◆ What is asked
Copy the items from the start up to and including the line with "[169,331,465,427]", requests included. Shift every box coordinate in the answers by -149.

Data records
^^^^^^^^

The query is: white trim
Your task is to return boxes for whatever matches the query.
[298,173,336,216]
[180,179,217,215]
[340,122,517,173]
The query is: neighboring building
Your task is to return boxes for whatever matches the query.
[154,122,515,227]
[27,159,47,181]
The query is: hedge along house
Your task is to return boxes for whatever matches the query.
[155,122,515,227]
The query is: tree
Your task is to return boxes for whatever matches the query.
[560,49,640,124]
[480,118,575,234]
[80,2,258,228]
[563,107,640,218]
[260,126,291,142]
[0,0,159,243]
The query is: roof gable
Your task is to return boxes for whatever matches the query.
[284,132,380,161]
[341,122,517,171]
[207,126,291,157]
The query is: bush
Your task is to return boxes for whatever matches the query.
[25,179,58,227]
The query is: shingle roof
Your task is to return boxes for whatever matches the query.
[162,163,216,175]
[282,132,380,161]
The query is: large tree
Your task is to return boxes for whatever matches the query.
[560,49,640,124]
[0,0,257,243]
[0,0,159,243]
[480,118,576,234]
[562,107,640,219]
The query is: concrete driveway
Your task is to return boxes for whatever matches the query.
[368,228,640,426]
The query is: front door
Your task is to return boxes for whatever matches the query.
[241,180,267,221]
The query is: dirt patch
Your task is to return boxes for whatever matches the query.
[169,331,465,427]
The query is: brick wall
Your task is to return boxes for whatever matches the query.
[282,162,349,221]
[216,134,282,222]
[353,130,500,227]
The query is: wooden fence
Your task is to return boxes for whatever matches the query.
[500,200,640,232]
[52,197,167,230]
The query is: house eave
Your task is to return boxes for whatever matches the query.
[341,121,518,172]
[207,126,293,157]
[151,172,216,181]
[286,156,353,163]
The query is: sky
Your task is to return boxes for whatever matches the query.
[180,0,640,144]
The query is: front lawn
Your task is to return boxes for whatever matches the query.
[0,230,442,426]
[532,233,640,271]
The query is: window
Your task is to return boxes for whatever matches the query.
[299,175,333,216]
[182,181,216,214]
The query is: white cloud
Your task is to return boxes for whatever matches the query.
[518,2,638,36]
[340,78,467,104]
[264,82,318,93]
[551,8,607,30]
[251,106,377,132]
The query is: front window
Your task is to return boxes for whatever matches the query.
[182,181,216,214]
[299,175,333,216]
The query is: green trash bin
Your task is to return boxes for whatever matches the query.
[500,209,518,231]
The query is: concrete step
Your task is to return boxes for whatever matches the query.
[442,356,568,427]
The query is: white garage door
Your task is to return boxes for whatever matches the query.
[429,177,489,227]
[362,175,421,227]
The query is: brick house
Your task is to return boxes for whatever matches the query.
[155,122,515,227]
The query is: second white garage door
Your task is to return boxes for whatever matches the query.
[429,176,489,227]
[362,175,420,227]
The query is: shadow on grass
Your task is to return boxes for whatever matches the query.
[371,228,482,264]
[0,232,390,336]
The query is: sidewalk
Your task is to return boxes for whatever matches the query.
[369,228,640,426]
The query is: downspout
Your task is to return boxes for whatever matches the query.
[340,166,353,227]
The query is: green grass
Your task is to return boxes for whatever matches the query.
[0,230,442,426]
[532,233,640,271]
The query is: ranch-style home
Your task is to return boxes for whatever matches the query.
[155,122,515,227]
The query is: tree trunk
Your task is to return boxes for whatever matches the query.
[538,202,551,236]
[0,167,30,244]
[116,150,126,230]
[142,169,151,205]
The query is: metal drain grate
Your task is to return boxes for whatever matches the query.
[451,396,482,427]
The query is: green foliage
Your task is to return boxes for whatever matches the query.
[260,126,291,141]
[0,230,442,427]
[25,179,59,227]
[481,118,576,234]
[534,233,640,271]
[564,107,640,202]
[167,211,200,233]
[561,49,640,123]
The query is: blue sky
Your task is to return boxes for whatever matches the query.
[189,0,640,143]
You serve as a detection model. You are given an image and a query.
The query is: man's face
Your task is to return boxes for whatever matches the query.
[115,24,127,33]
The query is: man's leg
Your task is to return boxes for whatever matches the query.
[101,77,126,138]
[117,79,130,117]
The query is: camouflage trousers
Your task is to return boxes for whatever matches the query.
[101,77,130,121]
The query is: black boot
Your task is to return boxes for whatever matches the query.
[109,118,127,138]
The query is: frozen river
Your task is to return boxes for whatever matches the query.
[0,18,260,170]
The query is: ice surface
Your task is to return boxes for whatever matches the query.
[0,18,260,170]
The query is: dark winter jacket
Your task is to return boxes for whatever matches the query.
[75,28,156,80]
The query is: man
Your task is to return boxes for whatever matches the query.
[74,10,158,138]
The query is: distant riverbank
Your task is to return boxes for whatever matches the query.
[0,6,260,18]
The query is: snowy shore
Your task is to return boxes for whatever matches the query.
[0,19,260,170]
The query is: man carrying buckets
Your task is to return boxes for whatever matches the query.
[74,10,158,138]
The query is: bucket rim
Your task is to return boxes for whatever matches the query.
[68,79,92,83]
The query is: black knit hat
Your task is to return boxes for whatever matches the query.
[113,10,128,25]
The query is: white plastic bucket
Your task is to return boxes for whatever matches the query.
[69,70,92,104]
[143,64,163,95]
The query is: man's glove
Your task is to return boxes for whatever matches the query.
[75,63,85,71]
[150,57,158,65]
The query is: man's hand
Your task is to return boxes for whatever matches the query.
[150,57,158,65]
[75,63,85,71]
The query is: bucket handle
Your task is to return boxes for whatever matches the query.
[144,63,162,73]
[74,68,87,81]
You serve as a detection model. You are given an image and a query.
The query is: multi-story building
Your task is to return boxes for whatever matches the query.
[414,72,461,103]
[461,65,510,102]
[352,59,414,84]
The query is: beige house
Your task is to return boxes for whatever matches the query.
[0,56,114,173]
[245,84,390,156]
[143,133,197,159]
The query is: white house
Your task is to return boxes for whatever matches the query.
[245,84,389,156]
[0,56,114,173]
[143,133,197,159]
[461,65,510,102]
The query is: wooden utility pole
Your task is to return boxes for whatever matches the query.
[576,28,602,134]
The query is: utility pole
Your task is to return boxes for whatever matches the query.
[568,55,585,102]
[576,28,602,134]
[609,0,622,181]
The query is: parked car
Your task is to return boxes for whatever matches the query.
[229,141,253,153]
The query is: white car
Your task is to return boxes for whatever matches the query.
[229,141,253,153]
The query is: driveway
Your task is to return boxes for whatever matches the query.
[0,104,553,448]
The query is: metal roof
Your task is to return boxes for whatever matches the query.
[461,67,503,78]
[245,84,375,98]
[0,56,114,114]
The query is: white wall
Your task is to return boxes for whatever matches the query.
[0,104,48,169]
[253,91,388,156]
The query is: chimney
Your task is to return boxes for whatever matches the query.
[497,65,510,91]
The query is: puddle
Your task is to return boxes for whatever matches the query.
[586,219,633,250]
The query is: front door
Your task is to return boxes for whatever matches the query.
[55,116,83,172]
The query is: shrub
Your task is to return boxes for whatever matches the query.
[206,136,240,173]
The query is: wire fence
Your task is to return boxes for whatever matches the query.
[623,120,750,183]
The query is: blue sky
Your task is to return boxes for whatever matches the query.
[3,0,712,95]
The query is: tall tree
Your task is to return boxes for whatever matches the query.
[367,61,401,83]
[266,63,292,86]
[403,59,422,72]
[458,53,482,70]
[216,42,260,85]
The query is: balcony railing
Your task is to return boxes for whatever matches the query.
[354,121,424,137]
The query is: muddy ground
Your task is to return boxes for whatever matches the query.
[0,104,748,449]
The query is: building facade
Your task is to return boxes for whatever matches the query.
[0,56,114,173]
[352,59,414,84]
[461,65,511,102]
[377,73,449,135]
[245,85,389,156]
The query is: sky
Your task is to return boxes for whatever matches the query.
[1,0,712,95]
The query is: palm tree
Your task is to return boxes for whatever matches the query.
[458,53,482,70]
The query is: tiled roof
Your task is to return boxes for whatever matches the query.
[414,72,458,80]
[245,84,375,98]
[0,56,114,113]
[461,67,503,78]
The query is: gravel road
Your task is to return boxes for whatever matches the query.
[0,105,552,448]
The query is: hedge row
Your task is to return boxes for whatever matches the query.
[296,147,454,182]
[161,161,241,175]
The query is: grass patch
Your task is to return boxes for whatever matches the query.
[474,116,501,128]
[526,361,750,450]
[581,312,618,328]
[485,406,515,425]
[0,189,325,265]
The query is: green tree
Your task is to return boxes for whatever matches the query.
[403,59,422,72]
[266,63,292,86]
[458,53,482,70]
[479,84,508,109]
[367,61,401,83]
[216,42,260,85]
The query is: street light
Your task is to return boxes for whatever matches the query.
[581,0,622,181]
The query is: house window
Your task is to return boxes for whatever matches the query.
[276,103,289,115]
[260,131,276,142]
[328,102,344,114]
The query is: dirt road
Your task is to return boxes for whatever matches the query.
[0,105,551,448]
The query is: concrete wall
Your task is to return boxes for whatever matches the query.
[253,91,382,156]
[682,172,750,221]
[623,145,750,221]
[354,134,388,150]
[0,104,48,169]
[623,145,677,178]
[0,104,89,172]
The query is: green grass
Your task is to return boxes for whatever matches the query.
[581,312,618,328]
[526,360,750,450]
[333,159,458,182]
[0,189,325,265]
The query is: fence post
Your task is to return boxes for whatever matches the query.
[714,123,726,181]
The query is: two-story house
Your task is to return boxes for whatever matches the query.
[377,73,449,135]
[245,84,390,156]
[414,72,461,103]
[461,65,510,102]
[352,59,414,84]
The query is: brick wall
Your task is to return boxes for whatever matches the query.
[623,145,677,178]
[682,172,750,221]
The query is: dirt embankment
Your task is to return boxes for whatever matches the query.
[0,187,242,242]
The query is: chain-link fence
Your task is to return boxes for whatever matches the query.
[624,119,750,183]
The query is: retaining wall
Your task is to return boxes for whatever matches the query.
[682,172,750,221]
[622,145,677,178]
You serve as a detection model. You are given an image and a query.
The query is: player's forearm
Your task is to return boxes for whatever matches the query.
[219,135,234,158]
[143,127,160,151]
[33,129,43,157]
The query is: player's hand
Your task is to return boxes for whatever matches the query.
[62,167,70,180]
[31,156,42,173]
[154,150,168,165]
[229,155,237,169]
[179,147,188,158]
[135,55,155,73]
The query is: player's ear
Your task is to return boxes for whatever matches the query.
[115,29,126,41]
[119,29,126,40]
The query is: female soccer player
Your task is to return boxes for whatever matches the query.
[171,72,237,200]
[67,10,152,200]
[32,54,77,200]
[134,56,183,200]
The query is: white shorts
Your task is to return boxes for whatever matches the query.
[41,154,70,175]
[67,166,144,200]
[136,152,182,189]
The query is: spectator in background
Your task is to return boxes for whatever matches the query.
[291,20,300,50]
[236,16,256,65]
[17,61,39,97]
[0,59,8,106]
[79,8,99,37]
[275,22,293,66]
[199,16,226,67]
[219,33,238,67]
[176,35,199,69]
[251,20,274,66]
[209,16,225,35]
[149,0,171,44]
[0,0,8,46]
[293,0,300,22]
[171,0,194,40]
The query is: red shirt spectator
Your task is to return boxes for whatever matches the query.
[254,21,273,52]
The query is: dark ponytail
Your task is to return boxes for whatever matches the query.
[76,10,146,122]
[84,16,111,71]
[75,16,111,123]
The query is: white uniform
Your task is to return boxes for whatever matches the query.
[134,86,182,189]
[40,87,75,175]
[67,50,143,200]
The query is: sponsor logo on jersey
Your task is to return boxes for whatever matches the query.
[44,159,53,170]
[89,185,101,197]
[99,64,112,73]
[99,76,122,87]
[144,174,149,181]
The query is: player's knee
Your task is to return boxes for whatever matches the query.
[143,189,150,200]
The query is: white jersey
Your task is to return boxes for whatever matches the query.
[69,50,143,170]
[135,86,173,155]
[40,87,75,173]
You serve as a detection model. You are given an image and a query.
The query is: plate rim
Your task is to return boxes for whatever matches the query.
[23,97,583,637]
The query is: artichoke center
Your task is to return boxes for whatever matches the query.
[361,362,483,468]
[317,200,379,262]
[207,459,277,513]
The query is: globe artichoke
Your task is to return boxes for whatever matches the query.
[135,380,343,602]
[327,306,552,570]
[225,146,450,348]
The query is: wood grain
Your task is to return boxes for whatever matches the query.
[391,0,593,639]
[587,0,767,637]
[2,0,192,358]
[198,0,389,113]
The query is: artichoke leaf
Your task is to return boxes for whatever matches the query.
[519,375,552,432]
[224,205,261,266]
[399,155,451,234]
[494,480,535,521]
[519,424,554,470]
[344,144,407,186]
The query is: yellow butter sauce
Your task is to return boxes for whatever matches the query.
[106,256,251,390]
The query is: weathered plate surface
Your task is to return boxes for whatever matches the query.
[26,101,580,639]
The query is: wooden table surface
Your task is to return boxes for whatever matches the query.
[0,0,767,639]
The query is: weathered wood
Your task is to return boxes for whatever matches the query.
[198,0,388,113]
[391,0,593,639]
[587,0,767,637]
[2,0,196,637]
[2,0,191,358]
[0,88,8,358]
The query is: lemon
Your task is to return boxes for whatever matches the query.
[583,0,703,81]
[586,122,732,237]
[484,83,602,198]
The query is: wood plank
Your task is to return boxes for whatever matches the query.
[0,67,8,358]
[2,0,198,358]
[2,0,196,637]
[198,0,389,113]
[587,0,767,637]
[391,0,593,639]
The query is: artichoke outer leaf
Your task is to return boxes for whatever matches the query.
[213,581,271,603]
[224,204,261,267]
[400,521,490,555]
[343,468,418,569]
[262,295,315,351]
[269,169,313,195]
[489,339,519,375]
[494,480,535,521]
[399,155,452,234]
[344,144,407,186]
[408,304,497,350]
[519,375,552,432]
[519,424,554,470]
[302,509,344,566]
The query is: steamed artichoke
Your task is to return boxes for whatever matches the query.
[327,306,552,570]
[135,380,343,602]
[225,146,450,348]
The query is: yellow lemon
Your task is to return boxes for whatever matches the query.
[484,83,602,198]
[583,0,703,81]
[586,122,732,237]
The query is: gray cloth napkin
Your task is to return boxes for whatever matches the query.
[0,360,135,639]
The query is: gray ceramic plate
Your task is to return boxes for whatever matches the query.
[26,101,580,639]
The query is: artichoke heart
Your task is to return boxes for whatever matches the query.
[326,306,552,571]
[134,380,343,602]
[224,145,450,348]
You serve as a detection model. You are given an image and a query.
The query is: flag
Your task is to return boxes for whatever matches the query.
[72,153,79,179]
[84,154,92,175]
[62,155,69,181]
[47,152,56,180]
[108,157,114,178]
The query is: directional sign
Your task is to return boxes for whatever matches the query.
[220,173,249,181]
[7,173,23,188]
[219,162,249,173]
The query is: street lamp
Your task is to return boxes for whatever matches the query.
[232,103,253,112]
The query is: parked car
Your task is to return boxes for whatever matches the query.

^^^^^^^^

◆ Result of the exercise
The query is: white trim
Your task is to return boxes for whatever matches the query.
[149,24,187,67]
[31,30,68,66]
[191,-27,368,24]
The query is: neighboring building
Your task is to return boxes for whatever matches the query.
[5,-27,366,78]
[-122,10,-102,32]
The query is: hedge along house
Your task is to return boxes for whatever matches the query.
[6,-27,366,78]
The query is: tree
Your task is to return boxes for whatever matches the query.
[411,-100,491,-25]
[331,-31,426,85]
[-69,-147,109,79]
[414,-42,491,69]
[111,-23,142,-7]
[-149,-149,10,94]
The query is: roof gable
Your task is to return boxes for whatever matches the query.
[135,-17,231,12]
[192,-27,368,22]
[58,-23,142,8]
The query is: bush
Your task is to return boxes for whatever matches the query.
[-124,30,-91,78]
The query is: shingle roof
Your task is to return boxes for whatever matches the query.
[13,14,67,26]
[133,-17,231,12]
The query is: large tree
Your task is to return boxes for whatever matches the query.
[411,-100,491,-25]
[-149,-149,108,94]
[-149,-149,10,94]
[331,-31,427,85]
[413,-42,491,70]
The query is: concrete driveway
Your task is to return boxes for whatever matches the query.
[219,79,491,277]
The query is: front door
Your task is to return boxes for whatever matches the query.
[92,31,118,72]
The query is: dirt patch
Your task is to return boxes for whatever matches the query.
[20,182,316,278]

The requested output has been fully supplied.